WHAT TO WORK ON:
Rewrite all of the lines below as a JSON list of strings, one string per line, with blank lines left out. Omit the pictures from the answer.

[Location identification items]

------------------------------------------------------------------------

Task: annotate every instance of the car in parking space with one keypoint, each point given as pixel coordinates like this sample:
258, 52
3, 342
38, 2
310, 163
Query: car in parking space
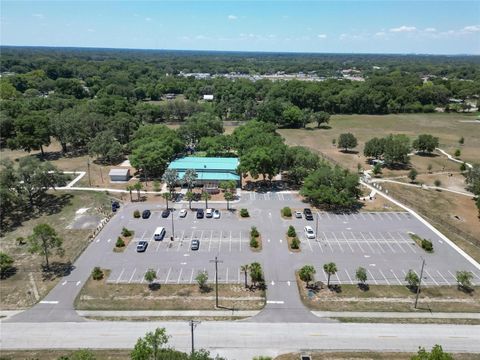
209, 213
146, 214
195, 244
142, 246
308, 214
309, 233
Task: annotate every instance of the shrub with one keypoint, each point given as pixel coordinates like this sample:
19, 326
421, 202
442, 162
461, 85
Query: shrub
427, 245
244, 213
97, 273
295, 243
126, 232
120, 242
291, 231
287, 212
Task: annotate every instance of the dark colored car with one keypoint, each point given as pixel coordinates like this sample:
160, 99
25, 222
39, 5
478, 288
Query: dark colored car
142, 246
308, 214
146, 214
195, 244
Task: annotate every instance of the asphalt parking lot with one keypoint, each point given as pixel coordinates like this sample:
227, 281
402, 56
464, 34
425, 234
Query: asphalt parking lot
380, 242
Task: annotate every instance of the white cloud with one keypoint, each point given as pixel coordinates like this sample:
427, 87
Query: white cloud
472, 28
404, 28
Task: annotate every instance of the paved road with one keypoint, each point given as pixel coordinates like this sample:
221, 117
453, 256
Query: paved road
241, 340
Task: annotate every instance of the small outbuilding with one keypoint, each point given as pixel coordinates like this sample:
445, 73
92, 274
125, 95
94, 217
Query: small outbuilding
119, 175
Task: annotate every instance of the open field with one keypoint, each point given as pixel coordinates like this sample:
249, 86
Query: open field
98, 295
390, 298
21, 289
448, 127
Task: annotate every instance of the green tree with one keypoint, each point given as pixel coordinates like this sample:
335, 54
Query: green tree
437, 353
361, 275
412, 174
150, 346
330, 269
425, 143
412, 279
202, 278
150, 276
206, 196
347, 141
43, 240
6, 264
307, 273
245, 269
464, 279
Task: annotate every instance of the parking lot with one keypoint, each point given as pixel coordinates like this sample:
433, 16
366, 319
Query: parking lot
379, 242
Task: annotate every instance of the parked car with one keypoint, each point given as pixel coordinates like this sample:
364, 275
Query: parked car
209, 213
308, 214
146, 214
142, 246
195, 244
309, 233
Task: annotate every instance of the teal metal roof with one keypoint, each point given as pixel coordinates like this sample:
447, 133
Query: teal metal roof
205, 164
207, 176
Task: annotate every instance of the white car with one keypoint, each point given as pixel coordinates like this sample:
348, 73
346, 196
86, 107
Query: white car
309, 233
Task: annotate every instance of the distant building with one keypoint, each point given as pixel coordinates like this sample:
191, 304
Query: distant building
210, 170
119, 175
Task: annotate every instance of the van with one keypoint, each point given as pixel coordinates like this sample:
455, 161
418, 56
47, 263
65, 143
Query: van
159, 233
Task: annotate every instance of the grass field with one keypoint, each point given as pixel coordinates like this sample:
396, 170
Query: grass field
19, 290
98, 295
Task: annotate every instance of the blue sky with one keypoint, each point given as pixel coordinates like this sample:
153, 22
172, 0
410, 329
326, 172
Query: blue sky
407, 26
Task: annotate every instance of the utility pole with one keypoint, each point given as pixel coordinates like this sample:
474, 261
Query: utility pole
216, 261
193, 325
420, 282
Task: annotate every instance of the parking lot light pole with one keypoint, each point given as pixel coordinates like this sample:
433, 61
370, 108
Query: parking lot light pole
216, 261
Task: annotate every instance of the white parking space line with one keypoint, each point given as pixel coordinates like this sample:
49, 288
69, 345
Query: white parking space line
120, 276
348, 242
349, 278
168, 275
431, 277
396, 277
443, 277
131, 277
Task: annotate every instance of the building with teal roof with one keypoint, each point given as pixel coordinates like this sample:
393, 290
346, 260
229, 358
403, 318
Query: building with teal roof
210, 170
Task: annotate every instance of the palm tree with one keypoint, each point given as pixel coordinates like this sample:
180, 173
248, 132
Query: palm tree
229, 197
245, 269
190, 196
130, 188
330, 269
167, 196
206, 196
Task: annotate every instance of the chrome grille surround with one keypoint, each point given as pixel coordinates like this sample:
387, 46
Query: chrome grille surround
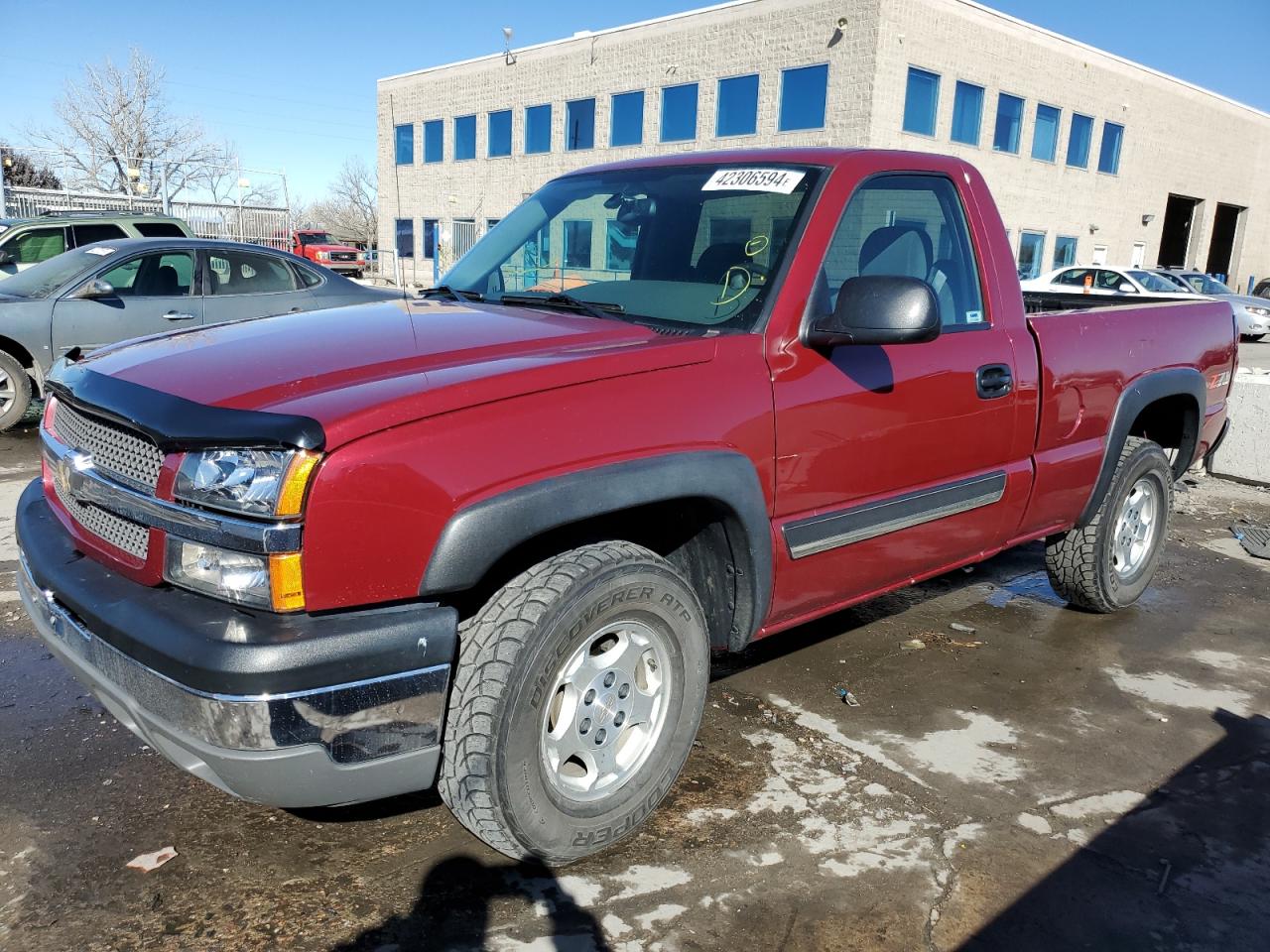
119, 532
116, 451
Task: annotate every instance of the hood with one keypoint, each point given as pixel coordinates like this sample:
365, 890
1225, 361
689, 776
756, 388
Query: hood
362, 368
334, 248
1246, 299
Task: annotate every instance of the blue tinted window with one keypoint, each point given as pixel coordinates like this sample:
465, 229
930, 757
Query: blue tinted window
404, 136
499, 134
1065, 252
803, 93
430, 238
434, 141
465, 137
405, 238
626, 123
1010, 123
921, 100
538, 128
680, 113
579, 122
1109, 154
1032, 248
1046, 135
576, 243
620, 245
738, 105
1079, 140
966, 113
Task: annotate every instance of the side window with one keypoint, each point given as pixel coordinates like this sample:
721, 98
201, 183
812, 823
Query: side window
1076, 277
911, 226
39, 245
102, 231
244, 273
1110, 281
163, 275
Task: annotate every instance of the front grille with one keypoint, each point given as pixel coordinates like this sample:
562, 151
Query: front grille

------------------------------------------------------------------------

SOLVED PROBLEM:
[
  "Task: annotate every instance of the car in parking space with one keypoint, each point given as pixel coordinates like this sample:",
  "258, 52",
  "3, 342",
  "38, 2",
  "310, 163",
  "Query: car in parking space",
  "209, 213",
  "146, 214",
  "195, 244",
  "142, 246",
  "308, 214",
  "309, 233",
  "Task: annotate every instance of the shrub with one keypoint, each point given as pixel coordinates like this sample:",
  "19, 326",
  "421, 202",
  "442, 162",
  "461, 85",
  "Query: shrub",
  "427, 245",
  "244, 213",
  "97, 273",
  "295, 243",
  "126, 232",
  "120, 242",
  "291, 231",
  "287, 212",
  "Task: annotate every instance of the dark colored car with one keypoint, each point given as pixel coordinates like this sample:",
  "160, 99",
  "25, 222",
  "39, 5",
  "478, 288",
  "Query: dark colored car",
  "142, 246",
  "308, 214",
  "146, 214",
  "195, 244",
  "Task: annotate every instance of the asphalt parking lot with one keypoint, each point given as pixel coordinates like this sample:",
  "227, 281",
  "402, 56",
  "464, 34",
  "425, 234",
  "Query: asphalt parking lot",
  "380, 242",
  "Task: annotate every instance of the white cloud with one keypoint, each point given as pixel coordinates like this sample:",
  "427, 87",
  "Query: white cloud",
  "472, 28",
  "404, 28",
  "Task: annotate every instance of the paved road with one keypoint, each point given as pixel coordinates like this sample:",
  "221, 117",
  "453, 256",
  "Query: paved road",
  "241, 340",
  "Task: annotate every instance of the small outbuilding with one keypoint, each point given as pixel coordinates like this sample:",
  "445, 73",
  "92, 274",
  "125, 95",
  "94, 217",
  "Query: small outbuilding",
  "119, 175",
  "Task: annotate every instance of the open field with one keypoint, each point given as pixel coordinates like this sample:",
  "249, 86",
  "Query: open field",
  "98, 295",
  "390, 298",
  "21, 289",
  "448, 127",
  "Task: annotate every instance of the green tree with one keypoint, each point given as pixel coordinates like this sample:",
  "335, 54",
  "Query: green tree",
  "437, 353",
  "361, 275",
  "412, 174",
  "150, 346",
  "330, 269",
  "425, 143",
  "412, 279",
  "202, 278",
  "150, 276",
  "206, 196",
  "347, 141",
  "43, 240",
  "6, 264",
  "307, 273",
  "245, 269",
  "464, 279",
  "Task: annotate every instance of the parking lot with one keypoint, each point given as pixel coordinates like this sample:",
  "433, 16",
  "366, 319",
  "Query: parking lot",
  "379, 242",
  "Task: annotate every instance of the parked car with one keypoint, each point given as pixel coordinates like this sample:",
  "364, 275",
  "Query: parked car",
  "209, 213",
  "308, 214",
  "146, 214",
  "142, 246",
  "195, 244",
  "309, 233",
  "Task: annotate every instance of the teal metal roof with one keypoint, each point given as pixel coordinates like this sample:",
  "447, 133",
  "Query: teal metal roof",
  "205, 164",
  "207, 176",
  "Task: annotate every instance of the white car with one keypoint, each point given as pixel coordinates like this sample:",
  "348, 73",
  "346, 196",
  "86, 107",
  "Query: white car",
  "309, 233",
  "Task: annotate every instance of the distant building with one keypoint, each point given as pixel coordinates like this sample:",
  "191, 304",
  "Query: distant building",
  "210, 170",
  "119, 175",
  "Task: annotate every instance of the van with one keypoint, each point given as pixel coordinates like this sample:",
  "455, 161",
  "418, 56",
  "47, 263",
  "65, 143",
  "Query: van",
  "159, 233",
  "Task: annotate every instance of the grass field with one keypoint, each point given as pixel coordinates like this sample:",
  "396, 170",
  "Query: grass field",
  "19, 290",
  "98, 295",
  "Task: annotate every instance of the blue sky with one keypoint, each point given as pixel coordinates like this sample:",
  "153, 22",
  "172, 0",
  "410, 329",
  "326, 172",
  "Query: blue sky",
  "407, 26",
  "Task: annotate every instance of the utility pole with one keypoint, each point given as pixel coordinates like this sample:",
  "474, 261",
  "Query: utility pole",
  "216, 261",
  "193, 325",
  "420, 282",
  "Task: annotate every instance of the parking lot light pole with one keypoint, each point given as pixel coordinates like this sample:",
  "433, 61",
  "370, 108",
  "Query: parking lot light pole",
  "216, 261",
  "Task: annotate every instance of the white parking space line with one keypoint, each point given as pixel coordinates like this sample:",
  "49, 288",
  "69, 345",
  "Query: white parking space line",
  "120, 276",
  "348, 242",
  "349, 278",
  "168, 275",
  "431, 277",
  "396, 277",
  "443, 277",
  "131, 277",
  "Task: annotate every instance of the building with teal roof with one keypoint, each point given as pixel coordinates like this sample:",
  "393, 290",
  "346, 260",
  "229, 358",
  "403, 318",
  "Query: building with teal roof",
  "210, 170",
  "Task: annotate every instance of the palm tree with one keypoint, each point given as pixel coordinates like this sample:",
  "180, 173",
  "248, 132",
  "Query: palm tree",
  "229, 197",
  "245, 269",
  "190, 196",
  "130, 188",
  "330, 269",
  "167, 196",
  "206, 196",
  "Task: annotate every instance of the chrome grille surround with one keypoint, each point given as pixel coordinates like this sample:",
  "387, 46",
  "Query: chrome grille surround",
  "119, 532",
  "116, 451",
  "Task: annotate every instance of the hood with one keypoint, each point given as pixel coordinates like this sample:",
  "365, 890",
  "1225, 361",
  "689, 776",
  "756, 388",
  "Query: hood",
  "362, 368",
  "334, 248",
  "1246, 299",
  "Task: annotate every instance of the blue tinted window with one keypoint, each point given as pixel coordinates like this sample:",
  "465, 229",
  "930, 757",
  "Query: blue tinted window",
  "404, 136",
  "499, 134",
  "1065, 252",
  "803, 93",
  "430, 238",
  "434, 141",
  "465, 137",
  "405, 238",
  "626, 123",
  "1010, 123",
  "921, 100",
  "538, 128",
  "680, 113",
  "579, 122",
  "1109, 154",
  "1032, 248",
  "1046, 135",
  "576, 243",
  "620, 245",
  "738, 105",
  "1079, 140",
  "966, 113",
  "Task: annotate every instance of the side window with one keypoint, each point given as pixel coordinates like this sample:",
  "721, 98",
  "201, 183",
  "812, 823",
  "Query: side window",
  "1076, 277",
  "911, 226",
  "39, 245",
  "102, 231",
  "244, 273",
  "1110, 281",
  "163, 275",
  "Task: annotate every instance of the front grille with one keypoint, each point given as pixel coordinates like this sample:",
  "562, 151",
  "Query: front grille"
]